Source information: Begin
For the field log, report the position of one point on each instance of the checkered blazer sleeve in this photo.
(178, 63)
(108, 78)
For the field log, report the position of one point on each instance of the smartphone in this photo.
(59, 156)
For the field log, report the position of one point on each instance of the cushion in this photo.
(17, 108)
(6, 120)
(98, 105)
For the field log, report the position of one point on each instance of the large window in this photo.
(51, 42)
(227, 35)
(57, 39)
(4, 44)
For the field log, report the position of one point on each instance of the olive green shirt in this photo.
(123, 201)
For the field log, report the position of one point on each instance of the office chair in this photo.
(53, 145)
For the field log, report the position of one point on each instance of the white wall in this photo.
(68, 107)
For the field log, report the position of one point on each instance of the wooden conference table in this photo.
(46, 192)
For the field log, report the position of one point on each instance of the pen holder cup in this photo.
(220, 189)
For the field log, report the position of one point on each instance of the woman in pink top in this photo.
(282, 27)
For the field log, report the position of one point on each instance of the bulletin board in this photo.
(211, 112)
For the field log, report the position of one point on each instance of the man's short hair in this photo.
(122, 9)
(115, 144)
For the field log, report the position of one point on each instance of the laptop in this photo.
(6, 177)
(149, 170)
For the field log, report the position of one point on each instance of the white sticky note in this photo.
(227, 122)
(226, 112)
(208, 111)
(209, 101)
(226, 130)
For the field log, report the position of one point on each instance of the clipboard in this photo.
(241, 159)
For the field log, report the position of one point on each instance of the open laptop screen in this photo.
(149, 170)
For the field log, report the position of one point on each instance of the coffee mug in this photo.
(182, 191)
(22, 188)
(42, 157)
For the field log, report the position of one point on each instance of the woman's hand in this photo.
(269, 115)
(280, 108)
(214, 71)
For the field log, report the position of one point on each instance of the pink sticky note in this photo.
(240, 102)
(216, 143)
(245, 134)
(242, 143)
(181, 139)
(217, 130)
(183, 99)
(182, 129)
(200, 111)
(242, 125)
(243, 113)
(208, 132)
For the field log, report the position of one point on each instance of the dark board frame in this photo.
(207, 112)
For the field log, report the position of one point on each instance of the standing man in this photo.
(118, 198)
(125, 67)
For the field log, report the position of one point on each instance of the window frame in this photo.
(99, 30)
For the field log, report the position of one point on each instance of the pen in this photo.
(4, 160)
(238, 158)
Source information: End
> _Your goal_: Every line of the material above should be repeated exactly.

> _Solution to the exercise_:
For the field log, report the position of one point on each instance of the checkered blazer sleeve in this photo.
(178, 63)
(108, 78)
For the field log, report the position of one point on each instance of the smartphone in this photo.
(59, 156)
For the field log, report the position of one point on each instance of the cushion in this photo.
(17, 108)
(6, 120)
(98, 105)
For the field log, report the position of one point on each instance of the large window in this photo.
(51, 42)
(227, 35)
(57, 39)
(4, 44)
For the field log, report the position of one point on each instance of the olive green shirt in this photo.
(123, 201)
For the field log, report the position of one point on each instance of the office chair in this photo.
(53, 145)
For the field log, report the position of one point on each instance of the white wall in this photo.
(68, 107)
For the field log, report the position of one point on each instance of the wooden conference table in this photo.
(46, 192)
For the field log, report the position of one point on each instance of the pen holder cup in this photo.
(220, 189)
For the field log, report the position of one point on each instance of the woman in pink top in this photo.
(282, 27)
For the field log, report the position of one point on each instance of the bulletin board in this photo.
(211, 112)
For the field log, report the position of one point on each instance of the man's short hair in this photo.
(122, 9)
(115, 144)
For the field log, report the position of one point on each instance of the laptop in this photo.
(6, 177)
(149, 170)
For the field log, report the position of one point on each instance of the white sticky note in this photo.
(227, 122)
(226, 112)
(208, 111)
(209, 101)
(226, 130)
For the field log, report the position of one point on each instance of the clipboard in this photo.
(241, 159)
For the field log, report the position of one point on each instance of the open laptop screen in this photo.
(149, 170)
For the field log, report the position of one point on each instance of the coffee mug in this photo.
(182, 191)
(22, 188)
(42, 157)
For the field log, report the position of one point on each instance of the woman's hand in this photo.
(269, 115)
(280, 108)
(214, 71)
For the field log, report the position of one point on each instance of the pink sticky note in this photo.
(240, 102)
(216, 143)
(245, 134)
(242, 143)
(181, 139)
(217, 130)
(183, 99)
(182, 129)
(200, 111)
(242, 125)
(243, 113)
(208, 132)
For the field log, report the position of one point on each instance of the dark board frame in this photo.
(207, 112)
For the field log, report the position of one point on each instance of the standing man in this photo.
(118, 198)
(125, 67)
For the field log, report the position of one point on each instance of the window frame in this photo.
(99, 30)
For the field log, report the position of one point on each instance of the pen in this photo.
(4, 160)
(238, 158)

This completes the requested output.